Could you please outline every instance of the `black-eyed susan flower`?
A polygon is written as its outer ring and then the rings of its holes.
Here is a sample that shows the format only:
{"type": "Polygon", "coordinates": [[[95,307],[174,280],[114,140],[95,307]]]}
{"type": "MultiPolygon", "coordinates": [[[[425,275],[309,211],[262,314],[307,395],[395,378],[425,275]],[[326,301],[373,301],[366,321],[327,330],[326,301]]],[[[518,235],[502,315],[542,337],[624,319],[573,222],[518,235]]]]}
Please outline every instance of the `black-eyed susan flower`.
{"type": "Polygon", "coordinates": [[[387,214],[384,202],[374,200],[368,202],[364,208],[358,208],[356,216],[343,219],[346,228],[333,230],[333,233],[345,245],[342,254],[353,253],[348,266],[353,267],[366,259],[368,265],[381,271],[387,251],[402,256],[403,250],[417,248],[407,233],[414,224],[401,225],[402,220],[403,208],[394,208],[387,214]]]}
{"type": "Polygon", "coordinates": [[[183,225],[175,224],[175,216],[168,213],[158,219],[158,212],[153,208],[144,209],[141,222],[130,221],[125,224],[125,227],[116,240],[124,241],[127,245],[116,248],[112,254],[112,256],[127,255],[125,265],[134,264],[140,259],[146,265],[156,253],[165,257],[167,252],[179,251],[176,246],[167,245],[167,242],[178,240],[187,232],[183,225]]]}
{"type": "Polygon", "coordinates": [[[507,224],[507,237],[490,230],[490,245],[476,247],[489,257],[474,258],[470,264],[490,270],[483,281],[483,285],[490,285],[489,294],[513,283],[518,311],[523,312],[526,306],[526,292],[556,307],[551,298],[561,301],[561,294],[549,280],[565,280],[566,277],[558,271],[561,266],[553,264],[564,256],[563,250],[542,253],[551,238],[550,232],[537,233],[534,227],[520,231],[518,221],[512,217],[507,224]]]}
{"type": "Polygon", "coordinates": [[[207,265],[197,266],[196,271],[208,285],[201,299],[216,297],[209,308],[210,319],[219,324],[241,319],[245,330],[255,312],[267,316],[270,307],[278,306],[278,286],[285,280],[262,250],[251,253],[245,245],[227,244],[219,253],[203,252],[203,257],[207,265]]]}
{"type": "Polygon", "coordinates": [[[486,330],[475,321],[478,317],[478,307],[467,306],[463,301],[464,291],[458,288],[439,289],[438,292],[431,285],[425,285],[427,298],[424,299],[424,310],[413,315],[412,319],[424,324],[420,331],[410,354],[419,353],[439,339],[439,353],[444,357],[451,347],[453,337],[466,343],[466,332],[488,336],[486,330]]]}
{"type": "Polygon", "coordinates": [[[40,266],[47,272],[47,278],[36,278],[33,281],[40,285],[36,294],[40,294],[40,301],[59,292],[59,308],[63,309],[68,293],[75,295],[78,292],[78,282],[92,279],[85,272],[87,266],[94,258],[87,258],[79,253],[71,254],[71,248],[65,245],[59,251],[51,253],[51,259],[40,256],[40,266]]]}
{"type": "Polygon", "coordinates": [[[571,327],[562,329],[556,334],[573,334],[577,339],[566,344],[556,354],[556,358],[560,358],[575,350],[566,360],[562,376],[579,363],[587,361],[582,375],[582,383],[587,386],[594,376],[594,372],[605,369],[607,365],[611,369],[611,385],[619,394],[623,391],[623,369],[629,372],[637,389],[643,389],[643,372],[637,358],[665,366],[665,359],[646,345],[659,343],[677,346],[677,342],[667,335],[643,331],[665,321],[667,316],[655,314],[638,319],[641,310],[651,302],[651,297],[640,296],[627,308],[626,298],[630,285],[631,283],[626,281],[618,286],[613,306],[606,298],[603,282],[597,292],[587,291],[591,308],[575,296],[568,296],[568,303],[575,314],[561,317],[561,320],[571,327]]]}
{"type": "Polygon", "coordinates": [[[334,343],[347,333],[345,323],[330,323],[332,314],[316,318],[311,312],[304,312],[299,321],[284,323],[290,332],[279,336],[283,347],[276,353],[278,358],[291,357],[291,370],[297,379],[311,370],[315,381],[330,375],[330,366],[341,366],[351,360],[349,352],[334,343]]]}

------------------------------

### INSTRUCTIONS TO FOLLOW
Pull out every line of the records that contains the string "eyed". Case counts.

### SOLVED PROBLEM
Could you please outline every instance of the `black-eyed susan flower`?
Please outline every instance of the `black-eyed susan flower`.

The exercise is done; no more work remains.